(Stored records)
'''
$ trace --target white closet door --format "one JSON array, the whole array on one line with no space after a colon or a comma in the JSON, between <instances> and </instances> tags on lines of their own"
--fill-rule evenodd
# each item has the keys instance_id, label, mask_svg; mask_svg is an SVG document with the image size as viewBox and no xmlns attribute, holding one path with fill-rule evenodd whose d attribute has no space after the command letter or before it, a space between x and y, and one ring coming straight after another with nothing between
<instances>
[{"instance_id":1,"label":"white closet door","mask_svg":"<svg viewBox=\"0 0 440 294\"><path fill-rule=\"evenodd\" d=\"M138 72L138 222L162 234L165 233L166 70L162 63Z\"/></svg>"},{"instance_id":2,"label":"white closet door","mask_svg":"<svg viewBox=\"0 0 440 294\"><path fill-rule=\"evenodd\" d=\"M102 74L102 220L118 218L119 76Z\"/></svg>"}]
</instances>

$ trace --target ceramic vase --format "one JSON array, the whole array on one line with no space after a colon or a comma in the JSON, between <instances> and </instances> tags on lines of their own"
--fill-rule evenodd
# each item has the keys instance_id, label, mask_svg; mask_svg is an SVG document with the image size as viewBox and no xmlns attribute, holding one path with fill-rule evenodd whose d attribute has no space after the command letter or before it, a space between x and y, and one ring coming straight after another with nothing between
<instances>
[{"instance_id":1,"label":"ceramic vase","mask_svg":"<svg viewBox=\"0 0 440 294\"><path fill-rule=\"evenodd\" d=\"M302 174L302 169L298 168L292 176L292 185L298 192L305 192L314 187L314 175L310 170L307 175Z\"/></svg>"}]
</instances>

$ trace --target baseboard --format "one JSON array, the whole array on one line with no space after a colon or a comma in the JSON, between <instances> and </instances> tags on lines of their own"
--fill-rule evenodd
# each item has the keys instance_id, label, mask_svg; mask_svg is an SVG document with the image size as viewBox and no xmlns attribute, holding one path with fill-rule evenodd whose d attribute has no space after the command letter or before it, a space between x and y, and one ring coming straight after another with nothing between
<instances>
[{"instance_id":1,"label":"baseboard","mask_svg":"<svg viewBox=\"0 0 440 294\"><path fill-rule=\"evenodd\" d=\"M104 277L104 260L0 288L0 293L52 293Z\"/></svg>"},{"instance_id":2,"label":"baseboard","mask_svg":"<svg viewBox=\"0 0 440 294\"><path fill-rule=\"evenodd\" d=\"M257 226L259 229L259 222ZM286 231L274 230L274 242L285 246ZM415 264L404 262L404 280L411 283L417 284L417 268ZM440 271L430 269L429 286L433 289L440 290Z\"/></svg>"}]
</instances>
'''
- PROBLEM TO WORK ON: Swap "trace" for "segment" throughout the items above. Reproduce all other text unchanged.

- ANSWER TO THIS PROBLEM:
$ segment --target white closet door --format "one JSON array, the whole array on one line with no space after a colon or a comma in the JSON, between <instances> and </instances> tags on lines of their own"
--fill-rule evenodd
# each item has the keys instance_id, label, mask_svg; mask_svg is an SVG document with the image size as viewBox and no xmlns attribute, holding one path with fill-rule evenodd whose d attribute has no space after the command letter or before it, a space between x and y, and one ring coming straight after another with nothing between
<instances>
[{"instance_id":1,"label":"white closet door","mask_svg":"<svg viewBox=\"0 0 440 294\"><path fill-rule=\"evenodd\" d=\"M138 72L138 222L162 234L165 233L166 70L162 63Z\"/></svg>"},{"instance_id":2,"label":"white closet door","mask_svg":"<svg viewBox=\"0 0 440 294\"><path fill-rule=\"evenodd\" d=\"M102 74L102 220L118 218L119 76Z\"/></svg>"}]
</instances>

$ segment --target ceramic vase --format "one JSON array, the whole array on one line with no space after a colon or a comma in the JSON, between <instances> and </instances> tags on lines of their own"
--fill-rule evenodd
# each item has the keys instance_id, label, mask_svg; mask_svg is an SVG document with the image size as viewBox and no xmlns attribute, holding one path with fill-rule evenodd whose d attribute has no space after the command letter or before it, a space between x and y, and one ring coming straight after another with nothing between
<instances>
[{"instance_id":1,"label":"ceramic vase","mask_svg":"<svg viewBox=\"0 0 440 294\"><path fill-rule=\"evenodd\" d=\"M302 174L302 169L298 168L292 176L292 185L298 192L305 192L314 187L314 175L310 170L307 175Z\"/></svg>"}]
</instances>

$ segment --target baseboard --format "one JSON array, the whole array on one line with no space after a colon or a comma in the JSON, between <instances> and </instances> tags on lines of their own"
--fill-rule evenodd
# each item has the keys instance_id, label, mask_svg; mask_svg is an SVG document with the image size as viewBox and no xmlns attribute, holding one path with fill-rule evenodd whose d attribute has no space after the command letter or before it, a space between x and y, and one ring coming straight after another with nothing between
<instances>
[{"instance_id":1,"label":"baseboard","mask_svg":"<svg viewBox=\"0 0 440 294\"><path fill-rule=\"evenodd\" d=\"M104 277L104 260L0 288L0 293L52 293Z\"/></svg>"},{"instance_id":2,"label":"baseboard","mask_svg":"<svg viewBox=\"0 0 440 294\"><path fill-rule=\"evenodd\" d=\"M257 226L259 229L259 222ZM286 231L274 230L274 242L285 246ZM415 264L404 262L404 280L411 283L417 284L417 268ZM440 271L430 269L429 286L433 289L440 290Z\"/></svg>"}]
</instances>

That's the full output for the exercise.